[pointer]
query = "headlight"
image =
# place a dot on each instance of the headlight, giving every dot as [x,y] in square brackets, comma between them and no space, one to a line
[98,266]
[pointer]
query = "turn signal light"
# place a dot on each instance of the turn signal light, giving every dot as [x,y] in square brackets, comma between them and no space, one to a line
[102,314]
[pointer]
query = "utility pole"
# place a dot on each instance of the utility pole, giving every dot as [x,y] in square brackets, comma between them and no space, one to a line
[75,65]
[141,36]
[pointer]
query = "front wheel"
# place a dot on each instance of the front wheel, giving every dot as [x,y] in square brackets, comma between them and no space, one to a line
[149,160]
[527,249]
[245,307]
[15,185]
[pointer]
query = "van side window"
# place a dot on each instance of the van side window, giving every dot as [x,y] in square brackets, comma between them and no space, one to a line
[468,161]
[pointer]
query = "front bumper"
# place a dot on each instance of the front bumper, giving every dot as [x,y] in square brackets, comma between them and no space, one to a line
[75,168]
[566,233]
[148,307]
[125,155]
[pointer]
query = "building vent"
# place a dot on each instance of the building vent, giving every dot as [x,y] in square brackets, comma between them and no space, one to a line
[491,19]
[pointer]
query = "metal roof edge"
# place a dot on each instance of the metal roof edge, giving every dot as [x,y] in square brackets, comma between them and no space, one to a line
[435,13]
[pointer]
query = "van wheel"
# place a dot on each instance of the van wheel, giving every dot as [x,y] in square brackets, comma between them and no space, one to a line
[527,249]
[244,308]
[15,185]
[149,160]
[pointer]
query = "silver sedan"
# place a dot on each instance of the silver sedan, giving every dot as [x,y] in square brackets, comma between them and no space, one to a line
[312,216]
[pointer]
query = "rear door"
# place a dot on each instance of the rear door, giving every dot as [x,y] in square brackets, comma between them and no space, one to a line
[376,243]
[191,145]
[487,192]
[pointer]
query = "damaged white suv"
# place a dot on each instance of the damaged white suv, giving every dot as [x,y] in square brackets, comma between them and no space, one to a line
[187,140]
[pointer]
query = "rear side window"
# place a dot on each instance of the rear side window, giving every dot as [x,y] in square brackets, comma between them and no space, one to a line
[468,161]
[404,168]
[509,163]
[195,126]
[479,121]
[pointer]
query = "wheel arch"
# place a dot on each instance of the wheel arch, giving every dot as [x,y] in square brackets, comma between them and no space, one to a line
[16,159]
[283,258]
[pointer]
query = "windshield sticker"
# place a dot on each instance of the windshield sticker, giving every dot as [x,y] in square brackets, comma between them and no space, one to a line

• _Task brief_
Print the complete listing again, exactly as it stands.

• _Solution below_
[pointer]
query = "headlight"
image =
# place a dot on each instance of the headlight, giving every dot as [x,y] in square brackets, comma between them and no space, one to a line
[98,266]
[pointer]
query = "turn signal light"
# place a dot on each instance of the turn signal light, giving every dot as [x,y] in square brackets, comma between them and no space, one to a line
[102,314]
[pointer]
query = "utility pole"
# place a dot on each instance of the utility pole, giving every dot as [x,y] in square brackets, comma between them and no space, one to a line
[75,65]
[141,36]
[pointer]
query = "front wheel"
# place a dot on each instance of the front wheel, giving every dot as [x,y] in square brackets, comma between them and no space, one to a line
[149,160]
[527,249]
[245,307]
[15,185]
[pointer]
query = "van side window"
# place a dot on each instance of the van side window, giving every dot as [x,y] in square brackets, comma between them and no space, one to a line
[468,161]
[pointer]
query = "front bumper"
# place a dot on each instance of the front bumper, giving every dot as [x,y] in square brackets, comma between them and no space, one to a line
[75,168]
[566,233]
[148,307]
[125,155]
[pointer]
query = "building vent"
# place a dot on each instance of the building vent, giving every dot as [x,y] in square brackets, comma between them and no space, one to a line
[491,19]
[pointer]
query = "metal roof edge"
# place a dot on each instance of the metal roof edge, giving every dot as [x,y] in square brackets, comma between them and no space, one to a line
[435,13]
[pointer]
query = "van wheel"
# place a dot on each instance of the van wheel, giving every dot as [x,y] in square brackets, comma between them and no space, one to a line
[527,249]
[244,308]
[15,185]
[149,160]
[pointer]
query = "silver sedan"
# place a dot on each instance of the silver sedan, giving every dot as [x,y] in square brackets, comma between them and no space, one to a line
[312,216]
[pointer]
query = "rear door"
# place a dot on each instance of the rear door, giving every dot as [x,y] in square brackets, comma between them and no space, one to a line
[376,243]
[191,145]
[487,192]
[pointer]
query = "damaged white suv"
# place a dot on each instance of the damaged white suv, giving every dot as [x,y] in square brackets, comma between them and no space, one to a line
[187,140]
[pointer]
query = "rear side window"
# place a dot on each instance of the rear side window, giving every dot as [x,y] in square brackets, comma between them and no space, one to a line
[468,161]
[404,168]
[509,163]
[195,126]
[479,121]
[pointer]
query = "wheel arch"
# place a dot on each instance of the wheel arch, giving every dot as [x,y] in square brackets, comma between them and no space, one to a line
[16,159]
[283,258]
[pointer]
query = "windshield sticker"
# place a dot on each instance of the windshield sticker, giving every dot as [x,y] in square brackets, comma between them and no space, one to a line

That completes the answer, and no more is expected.